## DIRECTIVE
Pull out every line in the items below that contains the word "statue". Treat uppercase and lowercase as different.

(Excerpts from a detection dataset)
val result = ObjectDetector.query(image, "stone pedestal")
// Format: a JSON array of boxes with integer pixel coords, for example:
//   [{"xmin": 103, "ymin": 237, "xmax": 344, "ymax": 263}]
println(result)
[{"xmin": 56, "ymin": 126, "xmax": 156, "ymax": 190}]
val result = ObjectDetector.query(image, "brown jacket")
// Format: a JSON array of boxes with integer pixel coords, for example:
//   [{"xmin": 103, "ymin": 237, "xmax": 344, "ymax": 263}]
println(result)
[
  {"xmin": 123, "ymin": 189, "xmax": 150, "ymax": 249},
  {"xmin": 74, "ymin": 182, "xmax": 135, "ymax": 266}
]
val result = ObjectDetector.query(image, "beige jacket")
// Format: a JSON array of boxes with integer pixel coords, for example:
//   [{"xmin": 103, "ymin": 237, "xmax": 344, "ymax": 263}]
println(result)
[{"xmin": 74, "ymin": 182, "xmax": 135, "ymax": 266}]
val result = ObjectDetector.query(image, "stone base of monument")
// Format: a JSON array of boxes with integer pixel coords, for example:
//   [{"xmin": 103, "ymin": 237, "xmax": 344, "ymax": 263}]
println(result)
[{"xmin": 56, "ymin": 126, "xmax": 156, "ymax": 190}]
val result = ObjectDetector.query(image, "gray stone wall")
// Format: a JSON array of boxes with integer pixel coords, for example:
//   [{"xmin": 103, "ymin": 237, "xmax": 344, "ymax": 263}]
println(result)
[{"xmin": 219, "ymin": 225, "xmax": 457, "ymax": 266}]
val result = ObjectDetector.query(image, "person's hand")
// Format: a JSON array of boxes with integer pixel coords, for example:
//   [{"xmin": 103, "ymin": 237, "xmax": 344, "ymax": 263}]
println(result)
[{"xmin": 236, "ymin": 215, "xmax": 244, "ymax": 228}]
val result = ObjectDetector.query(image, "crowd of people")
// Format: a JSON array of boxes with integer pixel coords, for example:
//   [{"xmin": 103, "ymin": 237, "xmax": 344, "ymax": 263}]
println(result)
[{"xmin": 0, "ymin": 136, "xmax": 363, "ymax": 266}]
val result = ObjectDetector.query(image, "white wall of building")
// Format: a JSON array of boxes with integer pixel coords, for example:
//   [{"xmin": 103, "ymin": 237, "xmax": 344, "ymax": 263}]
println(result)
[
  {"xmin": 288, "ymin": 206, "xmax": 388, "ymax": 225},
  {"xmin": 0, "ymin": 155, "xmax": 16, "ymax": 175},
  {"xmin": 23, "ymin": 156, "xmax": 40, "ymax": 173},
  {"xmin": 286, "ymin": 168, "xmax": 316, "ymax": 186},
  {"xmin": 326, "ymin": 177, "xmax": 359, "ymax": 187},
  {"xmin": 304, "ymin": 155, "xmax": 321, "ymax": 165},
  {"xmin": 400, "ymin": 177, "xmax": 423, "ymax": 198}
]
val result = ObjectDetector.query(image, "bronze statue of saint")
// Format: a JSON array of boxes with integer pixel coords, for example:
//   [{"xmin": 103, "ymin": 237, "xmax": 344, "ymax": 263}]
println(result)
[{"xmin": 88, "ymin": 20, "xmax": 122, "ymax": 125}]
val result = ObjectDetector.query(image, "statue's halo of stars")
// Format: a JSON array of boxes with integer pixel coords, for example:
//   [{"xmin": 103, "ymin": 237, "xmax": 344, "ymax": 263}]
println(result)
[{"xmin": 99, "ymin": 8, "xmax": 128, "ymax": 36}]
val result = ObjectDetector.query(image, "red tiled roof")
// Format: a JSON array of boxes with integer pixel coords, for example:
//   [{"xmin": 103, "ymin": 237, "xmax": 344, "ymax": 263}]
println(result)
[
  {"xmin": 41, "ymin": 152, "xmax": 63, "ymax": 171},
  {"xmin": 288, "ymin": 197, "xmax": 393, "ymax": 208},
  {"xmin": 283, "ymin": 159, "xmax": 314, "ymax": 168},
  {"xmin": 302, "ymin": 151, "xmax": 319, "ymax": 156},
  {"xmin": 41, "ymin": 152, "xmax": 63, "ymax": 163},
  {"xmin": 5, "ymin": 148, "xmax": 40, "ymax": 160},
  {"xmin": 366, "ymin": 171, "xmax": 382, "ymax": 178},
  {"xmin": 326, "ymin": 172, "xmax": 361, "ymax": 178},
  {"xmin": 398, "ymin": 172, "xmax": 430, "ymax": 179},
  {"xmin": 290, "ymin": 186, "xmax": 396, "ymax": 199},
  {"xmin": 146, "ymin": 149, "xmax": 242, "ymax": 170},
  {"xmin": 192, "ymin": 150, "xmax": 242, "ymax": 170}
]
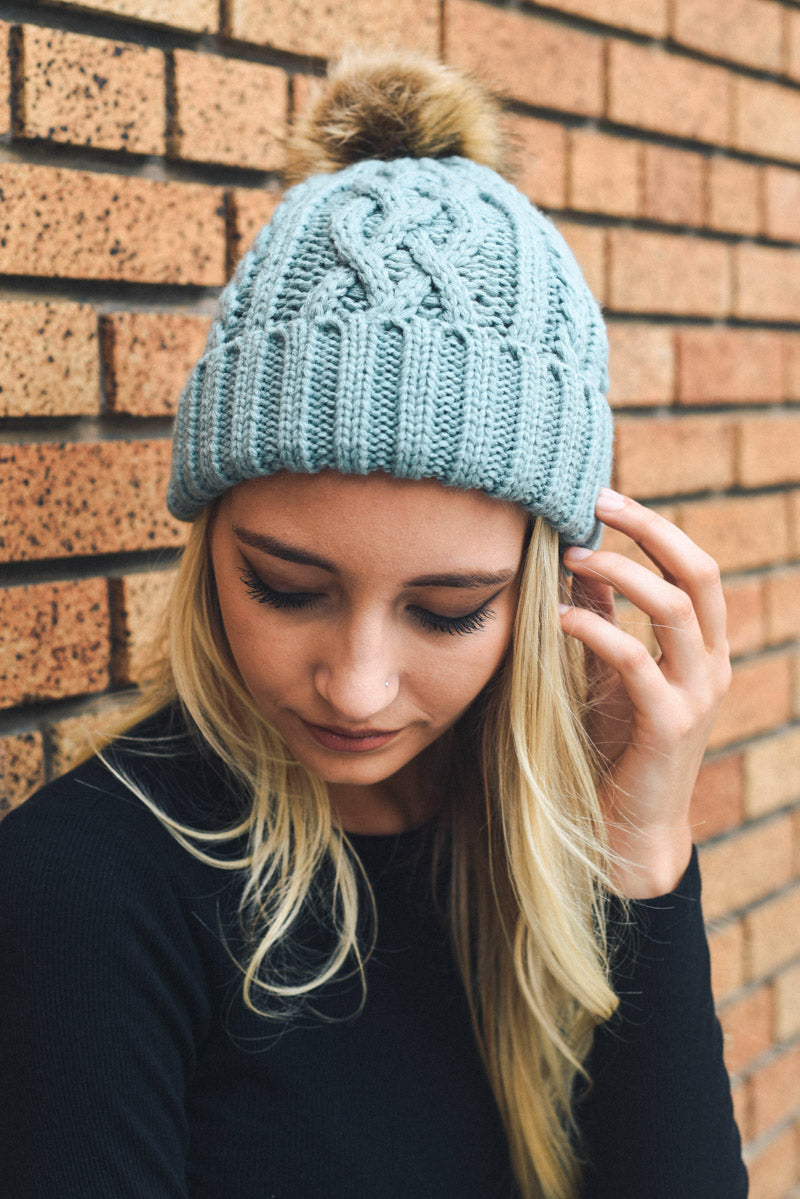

## REPLY TO THE EXERCISE
val result = ObjectDetector.query(image, "bronze statue of saint")
val result = ObjectDetector.query(image, "statue's halo of stars")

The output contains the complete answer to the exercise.